In order to produce a high-resolution image, there is strong market demand for toner constituted of fine particles, each having a shape as much spherical as possible. However, such toner easily slips through the cleaning blade during cleaning and hence remains on the surface of the intermediate transfer member.
To counteract such difficulty, the pressure of the cleaning blade contacting the intermediate transfer member may be increased. Although advantageous, increasing the contact pressure of the cleaning blade accelerates degradation of the cleaning blade, hence shortening the useful life of the cleaning blade.
To prevent wear on the cleaning blade, a lubricating agent is applied on the surface of the intermediate transfer member so that the toner is difficult to stick thereto and also a friction coefficient between the cleaning blade and the surface of the intermediate transfer member is reduced, such as in JP2002-258668-A.
In this configuration, a solid lubricant is applied to the surface of the intermediate transfer member by a brush roller which scrapes the lubricant and applies it to the intermediate transfer member by contacting the intermediate transfer member.
In a known tandem-type image forming apparatus, such as in JP-H11-268658-A, a belt-type intermediate transfer member (hereinafter an intermediate transfer belt) is formed into an endless belt, entrained around a plurality of rollers, and stretched taut. A cleaning unit including a cleaning blade for cleaning the intermediate transfer belt, and a lubricant application unit including a brush roller for application of the lubricant are constituted as a single integrated unit and disposed across from one of the plurality of rollers disposed at one end of the stretched surface of the intermediate transfer belt.
After transferring the composite toner image from the intermediate transfer belt to the recording medium, the cleaning blade removes the residual toner remaining on the intermediate transfer belt, and then the brush roller applies the lubricant on the surface of the intermediate transfer belt while the intermediate transfer belt is pressed against the brush roller by an opposed roller via the intermediate transfer belt.
In this configuration, because the cleaning unit and the lubricant application unit are constituted as a single integrated unit, even when each part in the cleaning unit and the lubricant application unit has different product life cycles, the entire unit including the cleaning unit and the lubricant application unit needs to be taken out together from the image forming apparatus and replaced with a new unit.
As a result, even the parts that do not need to be replaced are forced to be removed from the image forming apparatus before reaching the end of their product life cycles, thereby degrading utilization efficiency and increasing running cost. Furthermore, the related-art cleaning unit and the lubricant application unit constituted as a single integrated unit is disposed protruding from the end portion of the looped intermediate transfer belt in the horizontal direction, that is, the direction of travel of the intermediate transfer belt. Consequently, the size of the recording medium in the horizontal direction is increased to accommodate the lubricant application unit and the cleaning unit.
In view of the above, there is demand for an image forming apparatus capable of replacing the cleaning device and the lubricant application device independent of each other.

### [ENTRIES SUPPLIED]
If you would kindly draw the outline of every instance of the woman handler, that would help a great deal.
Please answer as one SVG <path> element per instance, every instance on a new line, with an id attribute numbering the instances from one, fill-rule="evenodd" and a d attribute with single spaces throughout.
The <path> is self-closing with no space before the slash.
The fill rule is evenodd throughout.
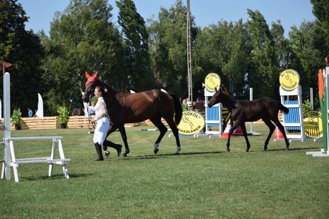
<path id="1" fill-rule="evenodd" d="M 105 103 L 103 94 L 105 91 L 104 88 L 97 86 L 95 89 L 95 95 L 97 97 L 98 101 L 94 107 L 89 106 L 87 104 L 87 108 L 95 112 L 95 117 L 92 120 L 92 123 L 97 121 L 97 125 L 95 129 L 94 133 L 94 143 L 97 152 L 97 158 L 95 161 L 103 161 L 104 158 L 102 154 L 102 147 L 105 151 L 105 155 L 106 157 L 109 156 L 109 151 L 107 151 L 107 147 L 111 147 L 117 150 L 118 156 L 121 153 L 122 146 L 117 145 L 109 141 L 105 140 L 106 134 L 109 128 L 109 121 L 107 118 L 106 113 L 106 104 Z"/>

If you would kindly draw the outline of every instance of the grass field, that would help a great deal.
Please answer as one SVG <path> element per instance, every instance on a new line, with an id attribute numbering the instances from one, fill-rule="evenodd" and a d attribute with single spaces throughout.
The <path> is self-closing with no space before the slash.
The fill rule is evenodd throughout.
<path id="1" fill-rule="evenodd" d="M 48 177 L 47 164 L 22 165 L 19 183 L 13 173 L 0 181 L 0 218 L 329 218 L 329 157 L 305 155 L 322 142 L 291 143 L 287 151 L 271 141 L 264 151 L 268 129 L 254 124 L 261 135 L 249 136 L 249 152 L 243 136 L 231 139 L 229 153 L 226 139 L 181 137 L 174 155 L 174 138 L 166 134 L 154 155 L 159 132 L 140 128 L 126 129 L 127 157 L 111 148 L 98 162 L 87 129 L 12 131 L 12 137 L 63 136 L 70 178 L 60 166 Z M 118 132 L 109 140 L 122 142 Z M 51 143 L 17 141 L 15 148 L 16 158 L 45 156 Z"/>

### [PARTS OF THE EXERCISE]
a - In the passage above on intermediate transfer belt cleaning, list in order the operations described in the sentence beginning "After transferring the composite toner image".
b - Compose the next portion of the passage on intermediate transfer belt cleaning, beginning after its final sentence.

### [SET OF ANSWERS]
a -
1. The composite toner image is transferred from the intermediate transfer belt to the recording medium.
2. The cleaning blade removes the residual toner remaining on the intermediate transfer belt.
3. The brush roller applies the lubricant to the surface of the intermediate transfer belt while an opposed roller presses the belt against the brush roller.

b -
BRIEF SUMMARY

In view of the foregoing, in an aspect of this disclosure, an image forming apparatus includes an image bearing member, an intermediate transfer member, a primary transfer device, a secondary transfer device, a cleaning device, and a lubricant application device. The image bearing member bears a toner image on a surface thereof. The intermediate transfer member is disposed facing the image bearing member, onto which the toner image is transferred. The primary transfer device is disposed opposite the image bearing member with the intermediate transfer member interposed therebetween, to transfer the toner image from the image bearing member onto the intermediate transfer member. The secondary transfer device transfers the toner image on the intermediate transfer member onto a recording medium. The cleaning device is detachably attachable relative to the intermediate transfer member and includes a cleaning member to contact the surface of the intermediate transfer member to remove residual toner remaining on the intermediate transfer member after transfer. The lubricant application device is detachably attachable relative to the intermediate transfer device, to apply a lubricant on the surface of the intermediate transfer member. The cleaning device and the lubricant application device are detachably attachable independent of each other.
The aforementioned and other aspects, features and advantages would be more fully apparent from the following detailed description of illustrative embodiments, the accompanying drawings and the associated claims.

BRIEF DESCRIPTION OF THE SEVERAL VIEWS OF THE DRAWINGS

A more complete appreciation of the disclosure and many of the attendant advantages thereof will be more readily obtained as the same becomes better understood by reference to the following detailed description of illustrative embodiments when considered in connection with the accompanying drawings, wherein:

FIG. 1 is a schematic diagram illustrating an image forming apparatus according to an illustrative embodiment of the present invention;

FIG. 2 is a schematic diagram illustrating an intermediate transfer member, a lubricant application device, and a cleaning device of the image forming apparatus according to an illustrative embodiment of the present invention;

FIG. 3A is a perspective view schematically illustrating the lubricant application device and the cleaning device at a proximal side according to an illustrative embodiment of the present invention; and

FIG. 3B is a perspective view schematically illustrating the lubricant application device and the cleaning device at a distal end side according to an illustrative embodiment of the present invention.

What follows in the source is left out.